**Written instruction 1**
From the employment letter, quote the passage that begins at the words "Background. Pursuant to" and ends after the words "assets and liabilities.".

**Passage**
Exhibit 10.87
Xx. Xxx X. Xxxxxxx
000 Xxxxx Xxxxxxxxx
Xxxxxx Xxxxx, XX 00000
Re: Post-July 1, 2009 Employment Relationship
Between Xxx X. Xxxxxxx and Concord Camera Corp. ("Concord")
Dear Xxx:
This letter will confirm the terms of your employment relationship with
Concord from and after July 1, 2009.
Background. Pursuant to your Amended and Restated Employment Agreement
with Concord, dated as of May 1, 1997, as amended (as amended, the "Employment
Agreement"), your term of employment with Concord will terminate on July 1,
2009. Effective April 23, 2009, Concord was formally dissolved and, under your
supervision, is currently engaged in the process of winding down its business,
satisfying and discharging its liabilities, and collecting and liquidating its
assets (collectively, the "Liquidation Process"). The Liquidation Process is
expected to continue beyond July 1, 2009 and will require continued supervision
by persons knowledgeable regarding Concord's operations, assets and liabilities.
Post-Termination Employment: Nature. Xxxxxxx has requested, and you have
agreed, to continue as Chairman of the Board, Chief Executive Officer and
President of Concord, and to assume the additional office of Treasurer of
Concord, from and after July 1, 2009 and, in these capacities, to supervise and
manage the Liquidation Process. It is understood and agreed that, in discharging
these responsibilities, you will devote such time, attention and energy as you
deem necessary and appropriate. It is understood and agreed that because you
will not receive any salary or other compensation for your post-termination
employment under this letter agreement, you are, therefore, free to be and
become involved in other business activities and transactions.

**Dataset content**
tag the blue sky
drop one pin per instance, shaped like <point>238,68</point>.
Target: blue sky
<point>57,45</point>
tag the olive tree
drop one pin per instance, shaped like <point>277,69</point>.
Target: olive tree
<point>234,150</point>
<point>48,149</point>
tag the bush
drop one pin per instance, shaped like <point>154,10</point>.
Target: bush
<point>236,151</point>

--

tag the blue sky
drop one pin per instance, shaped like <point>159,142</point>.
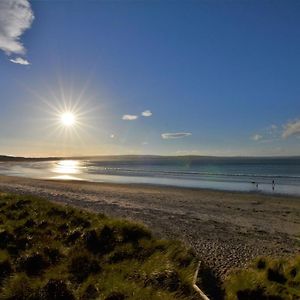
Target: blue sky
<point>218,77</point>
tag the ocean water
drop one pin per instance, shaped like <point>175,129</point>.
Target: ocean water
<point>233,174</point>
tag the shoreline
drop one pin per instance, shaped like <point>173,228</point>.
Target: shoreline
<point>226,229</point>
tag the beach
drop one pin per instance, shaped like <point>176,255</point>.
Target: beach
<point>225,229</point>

**Written instruction 2**
In the records, begin at the line containing "tag the olive tree" and stop after the line containing "<point>236,151</point>". Lay out those lines as a JSON list of strings, one string per line, leaving out any blank lines.

**Worked answer 1**
Background. Pursuant to your Amended and Restated Employment Agreement
with Concord, dated as of May 1, 1997, as amended (as amended, the "Employment
Agreement"), your term of employment with Concord will terminate on July 1,
2009. Effective April 23, 2009, Concord was formally dissolved and, under your
supervision, is currently engaged in the process of winding down its business,
satisfying and discharging its liabilities, and collecting and liquidating its
assets (collectively, the "Liquidation Process"). The Liquidation Process is
expected to continue beyond July 1, 2009 and will require continued supervision
by persons knowledgeable regarding Concord's operations, assets and liabilities.

**Worked answer 2**
[
  "tag the olive tree",
  "drop one pin per instance, shaped like <point>277,69</point>.",
  "Target: olive tree",
  "<point>234,150</point>",
  "<point>48,149</point>",
  "tag the bush",
  "drop one pin per instance, shaped like <point>154,10</point>.",
  "Target: bush",
  "<point>236,151</point>"
]